The full set of records must be printed exactly as given.

============================================================

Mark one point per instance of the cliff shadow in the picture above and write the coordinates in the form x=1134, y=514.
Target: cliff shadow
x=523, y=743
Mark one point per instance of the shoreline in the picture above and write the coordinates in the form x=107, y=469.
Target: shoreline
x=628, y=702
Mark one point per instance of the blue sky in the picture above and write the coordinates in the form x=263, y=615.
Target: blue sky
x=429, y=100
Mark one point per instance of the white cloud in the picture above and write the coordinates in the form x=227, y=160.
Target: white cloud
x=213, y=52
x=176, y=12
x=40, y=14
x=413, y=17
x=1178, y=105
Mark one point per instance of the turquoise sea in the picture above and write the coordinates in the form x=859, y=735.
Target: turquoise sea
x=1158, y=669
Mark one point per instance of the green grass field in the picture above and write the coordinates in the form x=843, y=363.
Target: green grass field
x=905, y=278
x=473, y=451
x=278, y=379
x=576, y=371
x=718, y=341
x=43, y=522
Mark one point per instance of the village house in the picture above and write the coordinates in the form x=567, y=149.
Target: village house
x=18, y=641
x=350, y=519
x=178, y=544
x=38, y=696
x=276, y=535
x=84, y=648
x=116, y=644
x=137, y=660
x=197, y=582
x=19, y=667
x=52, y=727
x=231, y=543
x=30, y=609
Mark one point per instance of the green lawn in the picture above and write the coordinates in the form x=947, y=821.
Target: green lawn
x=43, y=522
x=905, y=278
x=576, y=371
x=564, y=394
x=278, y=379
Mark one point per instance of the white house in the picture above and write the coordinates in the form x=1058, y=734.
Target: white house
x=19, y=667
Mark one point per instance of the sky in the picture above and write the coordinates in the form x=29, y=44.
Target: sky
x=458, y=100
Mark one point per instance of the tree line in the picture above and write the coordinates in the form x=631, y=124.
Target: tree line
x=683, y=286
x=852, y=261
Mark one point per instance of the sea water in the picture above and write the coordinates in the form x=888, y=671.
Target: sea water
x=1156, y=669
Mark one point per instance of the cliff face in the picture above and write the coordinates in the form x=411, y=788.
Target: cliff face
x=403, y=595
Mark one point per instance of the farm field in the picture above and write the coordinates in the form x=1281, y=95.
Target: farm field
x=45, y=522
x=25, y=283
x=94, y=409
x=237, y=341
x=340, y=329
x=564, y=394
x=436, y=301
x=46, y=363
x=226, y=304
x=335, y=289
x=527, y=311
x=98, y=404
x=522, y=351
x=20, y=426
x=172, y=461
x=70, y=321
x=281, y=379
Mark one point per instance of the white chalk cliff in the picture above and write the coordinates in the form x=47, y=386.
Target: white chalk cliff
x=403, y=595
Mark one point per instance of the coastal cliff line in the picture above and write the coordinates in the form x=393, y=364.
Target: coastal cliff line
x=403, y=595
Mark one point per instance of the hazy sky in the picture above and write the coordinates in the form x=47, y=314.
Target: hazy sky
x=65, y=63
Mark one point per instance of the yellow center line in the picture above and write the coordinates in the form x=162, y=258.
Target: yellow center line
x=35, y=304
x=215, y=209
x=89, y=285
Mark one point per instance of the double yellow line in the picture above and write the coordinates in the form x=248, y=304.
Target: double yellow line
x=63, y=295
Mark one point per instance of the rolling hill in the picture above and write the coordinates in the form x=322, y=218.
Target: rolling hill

============================================================

# TASK RESULT:
Mark one point per instance of the cliff shadow in the picture above and write the coordinates in the form x=1134, y=514.
Target: cliff shadow
x=523, y=743
Mark one point per instance of the shoreline in the picture above and write the coordinates in the form x=107, y=469.
Target: shoreline
x=628, y=702
Mark one point per instance of the blue sky in the picture above and write the coordinates in the form x=263, y=615.
Target: blue sky
x=429, y=100
Mark one point per instance of the white cloud in the picture above and write the coordinates in the form x=227, y=160.
Target: white cloud
x=213, y=52
x=176, y=12
x=40, y=14
x=413, y=17
x=1178, y=105
Mark one point per instance of the turquoise sea in the picture above and write the coordinates in the form x=859, y=735.
Target: turquoise sea
x=1158, y=669
Mark one point per instance of the green grass field in the picture above and write the coordinates in the form x=843, y=363.
Target: green grass field
x=905, y=278
x=473, y=451
x=278, y=379
x=576, y=371
x=718, y=341
x=43, y=522
Mark one point per instance of the village house in the picture above and write the coordinates in the form x=567, y=149.
Target: village house
x=18, y=641
x=350, y=519
x=178, y=544
x=38, y=696
x=276, y=535
x=84, y=648
x=116, y=644
x=137, y=660
x=197, y=582
x=19, y=667
x=52, y=727
x=231, y=543
x=30, y=609
Mark one point per instance of the green lawn in the picture above and write the coordinates in the form x=947, y=821.
Target: green lawn
x=43, y=522
x=905, y=278
x=576, y=371
x=564, y=394
x=278, y=379
Mark one point per instance of the white house in the picture above and write the coordinates in the form x=1058, y=734.
Target: white house
x=19, y=667
Mark one point per instance of the sky in the picture above and write the coordinates in the form x=29, y=44.
Target: sky
x=458, y=100
Mark one point per instance of the tree line in the picture above and write the coordinates in the form x=631, y=124.
Target: tree line
x=683, y=286
x=852, y=261
Mark one point per instance of the sea water in the picture above and write the coordinates in the form x=888, y=671.
Target: sea water
x=1156, y=669
Mark one point per instance of the cliff face in the picture above and write the coordinates in the form x=411, y=788.
Target: cliff face
x=403, y=595
Mark one point per instance of the farm field in the picture above and write the coordinates in the form x=1281, y=95.
Target: farm field
x=45, y=522
x=25, y=283
x=94, y=409
x=237, y=341
x=340, y=329
x=564, y=394
x=436, y=301
x=46, y=363
x=226, y=304
x=335, y=289
x=527, y=311
x=98, y=404
x=522, y=351
x=20, y=426
x=172, y=461
x=70, y=321
x=281, y=379
Mark one point per instance of the white chalk cliff in the picture above and write the coordinates in the form x=47, y=386.
Target: white chalk cliff
x=403, y=595
Mark one point per instance of the coastal cliff line in the picture above and write the coordinates in the form x=393, y=364.
Target: coastal cliff line
x=403, y=595
Mark one point per instance of the hazy sky in the picture above and write the coordinates in the form x=47, y=314.
Target: hazy sky
x=65, y=63
Mark one point per instance of the yellow center line in the picture above and write the coordinates in the form x=162, y=258.
Target: yellow center line
x=35, y=304
x=215, y=209
x=89, y=285
Mark one point per instance of the double yellow line in the picture above and write the coordinates in the form x=248, y=304.
Target: double yellow line
x=63, y=295
Mark one point per instance of the rolling hill in the picture above and write the coordinates in the form x=322, y=218.
Target: rolling hill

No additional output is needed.